> Task item: Copy the records that follow exactly as written, but not their pictures.

(Collected data entries)
○ ○ ○ ○
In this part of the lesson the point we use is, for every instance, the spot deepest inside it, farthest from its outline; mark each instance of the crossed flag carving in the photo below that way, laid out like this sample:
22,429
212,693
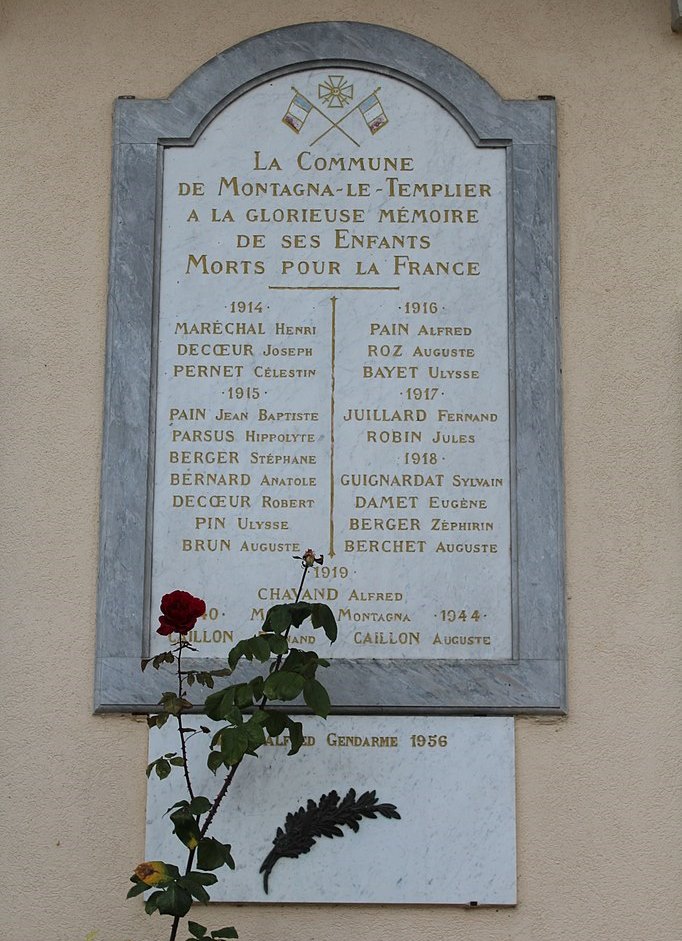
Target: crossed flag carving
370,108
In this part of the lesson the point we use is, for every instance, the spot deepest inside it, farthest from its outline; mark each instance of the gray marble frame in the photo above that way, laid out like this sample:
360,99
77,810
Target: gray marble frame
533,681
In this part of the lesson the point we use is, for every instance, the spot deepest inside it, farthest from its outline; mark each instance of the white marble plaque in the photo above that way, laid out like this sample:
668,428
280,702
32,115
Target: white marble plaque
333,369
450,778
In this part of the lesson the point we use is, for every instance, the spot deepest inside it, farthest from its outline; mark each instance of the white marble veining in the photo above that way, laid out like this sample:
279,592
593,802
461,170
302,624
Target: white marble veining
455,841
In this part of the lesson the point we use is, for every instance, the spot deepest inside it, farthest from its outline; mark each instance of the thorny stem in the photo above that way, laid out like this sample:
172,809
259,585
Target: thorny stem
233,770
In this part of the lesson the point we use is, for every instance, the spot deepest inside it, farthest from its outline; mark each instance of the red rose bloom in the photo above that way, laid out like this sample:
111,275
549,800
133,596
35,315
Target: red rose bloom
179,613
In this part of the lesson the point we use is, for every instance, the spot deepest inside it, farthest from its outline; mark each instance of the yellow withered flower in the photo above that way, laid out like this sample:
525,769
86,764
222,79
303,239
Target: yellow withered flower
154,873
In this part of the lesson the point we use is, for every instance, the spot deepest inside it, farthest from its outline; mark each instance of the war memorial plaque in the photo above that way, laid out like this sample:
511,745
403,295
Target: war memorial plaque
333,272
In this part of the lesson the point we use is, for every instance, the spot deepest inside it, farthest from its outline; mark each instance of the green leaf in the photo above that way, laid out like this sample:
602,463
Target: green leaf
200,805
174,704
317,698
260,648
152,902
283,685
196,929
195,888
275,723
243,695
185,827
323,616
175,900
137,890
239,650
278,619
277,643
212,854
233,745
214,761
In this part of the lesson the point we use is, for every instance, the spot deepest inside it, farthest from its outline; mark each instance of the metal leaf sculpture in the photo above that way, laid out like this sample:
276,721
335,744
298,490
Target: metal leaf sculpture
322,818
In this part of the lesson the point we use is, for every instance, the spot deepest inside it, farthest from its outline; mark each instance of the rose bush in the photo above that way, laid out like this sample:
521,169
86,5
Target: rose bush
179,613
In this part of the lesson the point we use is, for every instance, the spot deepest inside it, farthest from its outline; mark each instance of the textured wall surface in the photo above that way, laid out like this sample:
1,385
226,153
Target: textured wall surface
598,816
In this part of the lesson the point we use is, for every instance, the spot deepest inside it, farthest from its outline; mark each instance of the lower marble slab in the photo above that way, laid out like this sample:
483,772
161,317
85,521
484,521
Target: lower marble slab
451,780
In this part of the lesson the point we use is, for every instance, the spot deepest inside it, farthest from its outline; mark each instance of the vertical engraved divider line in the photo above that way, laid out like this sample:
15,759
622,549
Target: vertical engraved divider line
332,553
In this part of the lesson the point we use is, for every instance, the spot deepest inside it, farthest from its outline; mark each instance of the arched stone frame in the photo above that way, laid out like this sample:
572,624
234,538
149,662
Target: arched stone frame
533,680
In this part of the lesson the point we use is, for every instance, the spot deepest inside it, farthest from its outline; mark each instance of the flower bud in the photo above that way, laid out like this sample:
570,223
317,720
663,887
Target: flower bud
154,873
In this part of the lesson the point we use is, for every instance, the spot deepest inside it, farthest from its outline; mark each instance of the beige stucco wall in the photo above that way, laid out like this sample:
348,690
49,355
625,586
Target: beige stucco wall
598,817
○ ○ ○ ○
> Answer to this task:
In this part of the lesson the point we use is, for every instance, the spot deepest inside it, farthest from its outline; mark each instance of the crossed flag carving in the photo below that way, laid out like this sample:
22,429
212,693
Target: crossed flag carving
370,108
In this part of the lesson the point we use is, for every instance, the spot deepest inside it, farthest from its outline; mark each instance of the gray marble frame in the photo above that way, laid out like this sample:
360,99
77,810
Target: gray marble frame
533,681
In this part of the lesson the point we use is, for every instance, the spot deepest inside it, farthest from its outline; mark each instance of the white marble plaque in the photo above that way, laid out like this sample:
668,428
280,702
32,115
Target: white marble plaque
333,369
450,778
In this part of the lesson the point we use is, for every instance, the spot deepest inside it, farthest from its outline; mark each instance of the white marble veining in the photo above that way, laid out like this sample:
279,592
593,802
461,170
302,624
Target: white marble veining
455,841
In this part of the lesson the point we use is, for every instance, the spot deepest inside it, farthest from its outline; mark each instance of the thorny stem in the photo above that way, laid out like this sample:
172,809
259,585
Target: thorny stem
233,770
In this part of the lesson the point we use is, for every instance, the spot deepest inside it, farthest from its outline; mark each instance of the red rose bloom in the photo above that way, laid out like this sample:
111,275
549,800
133,596
35,315
Target: red rose bloom
179,613
In this part of the lesson the point we use is, for every instance, the spot deepest inside it, farthest from its outline; mark each instance of the yellow withered flower in the photo above that way, laid out like this sample:
525,769
86,764
222,79
303,239
Target: yellow withered flower
154,873
In this part of the lesson the point we use is, for every instance, the spot deepest inside it, farthest from its outline; mark each instance of the war memorial plaque in the photo above that way, laid out like this sample:
511,745
403,295
Target: war memorial plaque
333,272
In this part of the lesson the point we use is, for every instance, the spot deepest inside it, farthest from its outline; mark each instance of the green leaf in the photo above that way, laid out like this sample:
602,463
Target: green leaf
200,805
174,704
317,698
260,648
152,902
283,685
196,929
195,888
275,723
243,695
185,827
323,616
175,900
137,890
239,650
278,619
277,643
212,854
233,745
214,761
In this part of the lesson the point we use is, for every instance, the spot deepest inside it, farthest from its outline; mark each instance of the metal leaf sculpture in the photo above that way, laid out like this sample:
276,721
335,744
298,490
Target: metal leaf sculpture
322,818
In this part of the lesson the point we use is, for every instance, the spot deepest inside it, farthest from its outline; mark each instance of the rose bush in the photo above that way, laid out like this sample:
521,169
86,5
Target: rose bush
179,613
In this part of the lesson the point we use is, for every instance, the spot deepest inside it, farthest from its outline; mark each instance of the textured wall surface in the photo above that way, laid out like this sample:
1,385
226,153
Target: textured wall surface
598,816
In this part of the lesson the point we use is, for every instance, the spot deepest inside it, farthest from its outline; mark each instance of the lower marble slab in the photo above that way, laid out like this sample:
483,772
161,317
85,521
484,521
Target: lower marble slab
451,780
In this part of the lesson the point we use is, for every instance, the spot deepest inside it, farthest from its outline; mark each instance of the vertical engraved divider line in the photo above that way, laid out like this sample:
15,759
622,549
Target: vertical engraved divider line
332,553
In this part of the lesson the point we use is, for every instance, the spot deepest inside it, farthest from its outline; mark each instance of the arched stone frame in the photo above that way, laid out like this sample:
572,624
234,538
149,662
Target: arched stone frame
533,680
In this part of the lesson the point we use is, for every instance, the spot deepest inside it, farthest from its outline; mark each instance of the flower bud in the photo above that way, laid out like this sample:
570,223
317,720
663,887
Target: flower bud
154,873
In this part of the lesson the point we use is, for every instance, the spot deepest inside it, farthest from its outline; mark each instance of the beige stucco wall in the photo above that way, laid out like this sample:
348,690
49,355
625,586
Target: beige stucco wall
598,817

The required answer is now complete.